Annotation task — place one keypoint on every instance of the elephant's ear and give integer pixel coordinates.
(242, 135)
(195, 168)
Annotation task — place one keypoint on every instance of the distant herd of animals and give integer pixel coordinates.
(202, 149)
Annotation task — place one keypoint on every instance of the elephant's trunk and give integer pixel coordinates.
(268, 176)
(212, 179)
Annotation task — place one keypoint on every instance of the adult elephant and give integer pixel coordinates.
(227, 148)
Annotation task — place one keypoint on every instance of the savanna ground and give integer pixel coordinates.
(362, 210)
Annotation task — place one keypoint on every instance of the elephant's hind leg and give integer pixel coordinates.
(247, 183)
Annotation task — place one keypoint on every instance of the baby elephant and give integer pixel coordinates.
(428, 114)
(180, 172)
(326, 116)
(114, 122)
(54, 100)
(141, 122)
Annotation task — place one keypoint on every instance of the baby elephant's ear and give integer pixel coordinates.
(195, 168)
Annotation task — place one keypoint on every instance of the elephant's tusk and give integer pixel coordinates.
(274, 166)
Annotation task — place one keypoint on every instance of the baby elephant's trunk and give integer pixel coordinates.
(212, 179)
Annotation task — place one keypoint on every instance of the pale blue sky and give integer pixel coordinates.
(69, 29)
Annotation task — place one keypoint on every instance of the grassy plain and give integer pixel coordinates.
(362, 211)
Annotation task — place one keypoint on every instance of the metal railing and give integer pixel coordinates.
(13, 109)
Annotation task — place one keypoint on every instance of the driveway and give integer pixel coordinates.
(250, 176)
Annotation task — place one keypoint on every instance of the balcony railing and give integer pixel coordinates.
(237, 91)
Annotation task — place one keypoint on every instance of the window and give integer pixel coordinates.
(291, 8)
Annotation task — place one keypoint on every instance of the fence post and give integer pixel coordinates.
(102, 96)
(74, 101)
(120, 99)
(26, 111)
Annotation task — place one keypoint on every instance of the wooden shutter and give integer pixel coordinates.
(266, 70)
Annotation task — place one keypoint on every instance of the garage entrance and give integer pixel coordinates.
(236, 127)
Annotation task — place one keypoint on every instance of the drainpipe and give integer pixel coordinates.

YOUR OBJECTIVE :: Transcribe the line that contains "metal railing and give integer pixel coordinates." exactly, then each line after it through the end of the material. Nothing else belongs in the output.

ANSWER BELOW ::
Annotation task — place one keypoint on every instance of the metal railing and give integer pixel coordinates.
(13, 109)
Annotation task — place one keypoint on every instance of the driveway and give integer pixel coordinates.
(250, 176)
Annotation task — place one keypoint on every instance of the balcony railing and give integer pixel coordinates.
(237, 91)
Annotation task — place one keypoint on every instance of the window and give integer pixel coordinates.
(291, 8)
Annotation task — place one keypoint on every instance of the fence post and give integer pixel coordinates.
(102, 96)
(74, 101)
(120, 99)
(26, 111)
Annotation task — place one keypoint on every instance of the wooden shutter and give integer pixel coordinates.
(266, 70)
Annotation task — place one keypoint on every instance of the garage entrance and give integer pixel coordinates.
(236, 127)
Annotation task — place one keypoint on every instance of the drainpipe and give integer pixel coordinates.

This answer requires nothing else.